Mr Clarke: Is suspicious.

 

Mr May: The absence of the tender documents means that we cannot provide the sort of evidence that we would like to be able to provide to the Committee.  I can tell you that the £347,000 of other adjustments was made up of design development costs, incorrect programming costs, bonds and a PC fee.  There is some circumstantial evidence that suggests that proper process was followed.  That is partly around the broadly-based nature of the assessment panel, with a very wide range of individuals and professional skills on it; the fact that the CPD assessment before the procurement process had confidence in the tender process; the fact that the internal audit report found the overall approach methodology was in line with best practice; and the gateway review, a health check that is conducted immediately after the tendering process.  It said that it found a robust tendering process.  It had reviewed the tendering report.  I recognise that that does not give all of the answers that the Committee is looking for, because we do not have access to the tenders.

 

Mr Clarke: Did it have access to the tenders?

 

Mr May: It had access to the tender report.

 

Mr Clarke: Did it have access to the actual tenders?

 

Mr May: Not to my knowledge.

 

Mr Clarke: So, how could it come to any decision based on what we are seeing here, all the information?  That is like taking someone into a room blindfolded and asking them to count the number of tiles on the ceiling.

------------------------------

### Exercises to complete:
1. According to the transcript, what made up the £347,000 of other adjustments?
2. Do these statements agree with the transcript? Answer yes or no for each, quoting the words that decide it.
(a) Mr May says the gateway review found a robust tendering process.
(b) Mr May confirms that the gateway review had access to the actual tenders.
(c) The internal audit report found that the overall approach fell short of best practice.
3. Repeat the part of the transcript between "Mr May: Not" and "on the ceiling.", inclusive.

### Information provided:
------------------------------

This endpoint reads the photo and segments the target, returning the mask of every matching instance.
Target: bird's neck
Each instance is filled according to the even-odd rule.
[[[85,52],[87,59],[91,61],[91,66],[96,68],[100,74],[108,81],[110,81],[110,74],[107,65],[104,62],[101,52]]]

------------------------------

### Answers for the exercise:
1. Design development costs, incorrect programming costs, bonds and a PC fee.

2.
(a) Yes: "It said that it found a robust tendering process."
(b) No: "Not to my knowledge."
(c) No: "the internal audit report found the overall approach methodology was in line with best practice"

3.
Mr May: Not to my knowledge.

 

Mr Clarke: So, how could it come to any decision based on what we are seeing here, all the information?  That is like taking someone into a room blindfolded and asking them to count the number of tiles on the ceiling.